• _EXERCISE REQUIREMENTS_: Could you quote, word for word, the entries below, starting at the line that contains "the distant building" and ending at the final line of the entries, with both of those lines included?

__________________________________________________

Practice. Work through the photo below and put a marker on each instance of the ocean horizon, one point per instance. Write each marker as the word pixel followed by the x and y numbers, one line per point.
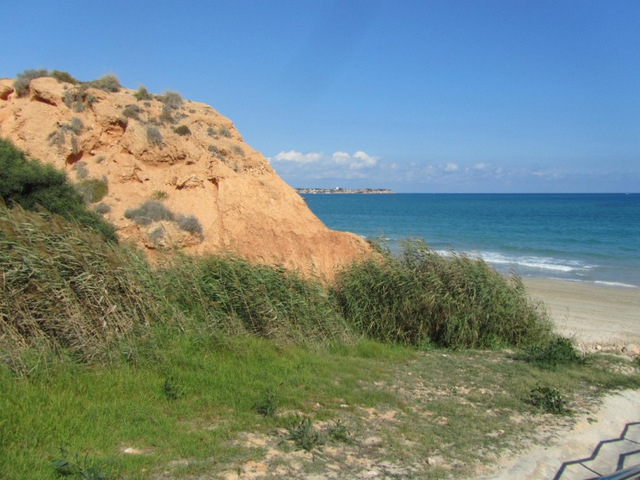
pixel 587 237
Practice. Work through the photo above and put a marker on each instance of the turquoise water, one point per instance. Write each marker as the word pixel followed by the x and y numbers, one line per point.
pixel 582 237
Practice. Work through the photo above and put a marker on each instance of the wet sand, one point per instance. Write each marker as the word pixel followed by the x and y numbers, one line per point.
pixel 593 315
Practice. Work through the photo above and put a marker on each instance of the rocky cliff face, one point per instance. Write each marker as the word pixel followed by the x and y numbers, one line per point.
pixel 171 174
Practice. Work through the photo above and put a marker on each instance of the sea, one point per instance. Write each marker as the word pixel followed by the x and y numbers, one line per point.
pixel 591 238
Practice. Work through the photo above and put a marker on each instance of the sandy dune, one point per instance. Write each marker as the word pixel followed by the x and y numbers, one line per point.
pixel 593 315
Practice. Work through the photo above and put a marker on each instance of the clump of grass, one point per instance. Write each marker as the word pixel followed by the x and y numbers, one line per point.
pixel 154 137
pixel 421 297
pixel 182 130
pixel 132 111
pixel 107 83
pixel 93 189
pixel 558 351
pixel 150 211
pixel 304 435
pixel 548 400
pixel 190 224
pixel 142 94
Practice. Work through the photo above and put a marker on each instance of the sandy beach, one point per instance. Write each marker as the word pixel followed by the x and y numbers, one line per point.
pixel 593 315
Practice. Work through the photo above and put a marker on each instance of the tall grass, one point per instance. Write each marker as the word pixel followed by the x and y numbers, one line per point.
pixel 422 297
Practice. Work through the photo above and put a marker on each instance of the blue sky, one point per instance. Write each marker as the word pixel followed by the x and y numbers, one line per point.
pixel 416 96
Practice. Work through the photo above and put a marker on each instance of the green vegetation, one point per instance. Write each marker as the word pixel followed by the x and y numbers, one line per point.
pixel 164 371
pixel 182 130
pixel 32 185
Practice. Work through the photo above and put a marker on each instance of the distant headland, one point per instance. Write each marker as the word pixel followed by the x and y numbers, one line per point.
pixel 343 190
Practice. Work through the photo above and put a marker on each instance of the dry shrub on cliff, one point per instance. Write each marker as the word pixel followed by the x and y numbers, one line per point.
pixel 421 298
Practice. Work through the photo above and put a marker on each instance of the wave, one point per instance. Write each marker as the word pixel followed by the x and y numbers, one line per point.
pixel 529 262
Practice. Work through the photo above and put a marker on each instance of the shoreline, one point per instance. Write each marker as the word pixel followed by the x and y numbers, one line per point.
pixel 595 316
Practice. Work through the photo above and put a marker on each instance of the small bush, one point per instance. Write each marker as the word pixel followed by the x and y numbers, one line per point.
pixel 548 400
pixel 21 84
pixel 102 208
pixel 182 130
pixel 142 94
pixel 92 190
pixel 132 111
pixel 172 100
pixel 150 211
pixel 154 137
pixel 558 351
pixel 31 185
pixel 64 77
pixel 107 83
pixel 190 224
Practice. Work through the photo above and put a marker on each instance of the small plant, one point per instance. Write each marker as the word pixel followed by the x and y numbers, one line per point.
pixel 78 466
pixel 172 100
pixel 267 405
pixel 190 224
pixel 150 211
pixel 171 390
pixel 549 400
pixel 93 189
pixel 559 351
pixel 23 80
pixel 132 111
pixel 182 130
pixel 64 77
pixel 102 208
pixel 159 194
pixel 107 83
pixel 303 435
pixel 142 94
pixel 154 137
pixel 338 432
pixel 238 150
pixel 81 170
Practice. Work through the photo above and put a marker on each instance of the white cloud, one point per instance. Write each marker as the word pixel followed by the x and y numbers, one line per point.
pixel 296 157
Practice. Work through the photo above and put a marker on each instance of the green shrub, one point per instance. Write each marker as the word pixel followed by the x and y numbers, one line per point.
pixel 558 351
pixel 182 130
pixel 31 184
pixel 172 100
pixel 21 84
pixel 107 83
pixel 64 77
pixel 154 137
pixel 150 211
pixel 92 190
pixel 421 297
pixel 190 224
pixel 132 111
pixel 142 94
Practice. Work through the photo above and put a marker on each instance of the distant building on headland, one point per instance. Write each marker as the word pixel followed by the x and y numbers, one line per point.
pixel 343 190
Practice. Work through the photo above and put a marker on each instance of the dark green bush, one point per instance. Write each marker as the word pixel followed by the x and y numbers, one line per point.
pixel 64 77
pixel 31 185
pixel 182 130
pixel 107 83
pixel 154 137
pixel 421 297
pixel 150 211
pixel 21 84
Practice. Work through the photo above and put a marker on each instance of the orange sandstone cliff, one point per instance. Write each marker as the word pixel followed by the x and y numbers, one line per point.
pixel 224 195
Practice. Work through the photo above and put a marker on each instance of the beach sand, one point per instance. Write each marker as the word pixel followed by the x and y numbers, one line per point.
pixel 593 315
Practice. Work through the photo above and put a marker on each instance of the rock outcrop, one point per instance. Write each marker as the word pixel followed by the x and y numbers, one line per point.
pixel 187 158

__________________________________________________

• _OUTPUT OF THE EXERCISE_:
Practice. Work through the photo above and put a marker on each instance of the distant building on headland, one point per instance. Write each marker as the word pixel followed by the x and y numbers, one line per point.
pixel 343 190
Practice. Work through the photo above and put a marker on each instance of the dark green bush, one point per instance. Write each marker as the word pixel followed by the x and y numbers, one line per point.
pixel 64 77
pixel 31 185
pixel 182 130
pixel 107 83
pixel 154 137
pixel 421 297
pixel 150 211
pixel 21 84
Practice. Work through the photo above and put a marker on each instance of the orange sandstone cliff, one point per instance. Write each marker as the word pixel followed by the x and y numbers, one line per point.
pixel 224 195
Practice. Work through the photo above and put a marker on each instance of the beach sand, one point per instance. Write each marker as the word pixel followed by the x and y numbers, one line per point.
pixel 593 315
Practice. Work through the photo above and put a marker on each instance of the rock outcrop, one point per instance. Write each marker as the word pixel followed by the x and y numbers, one line per point.
pixel 187 158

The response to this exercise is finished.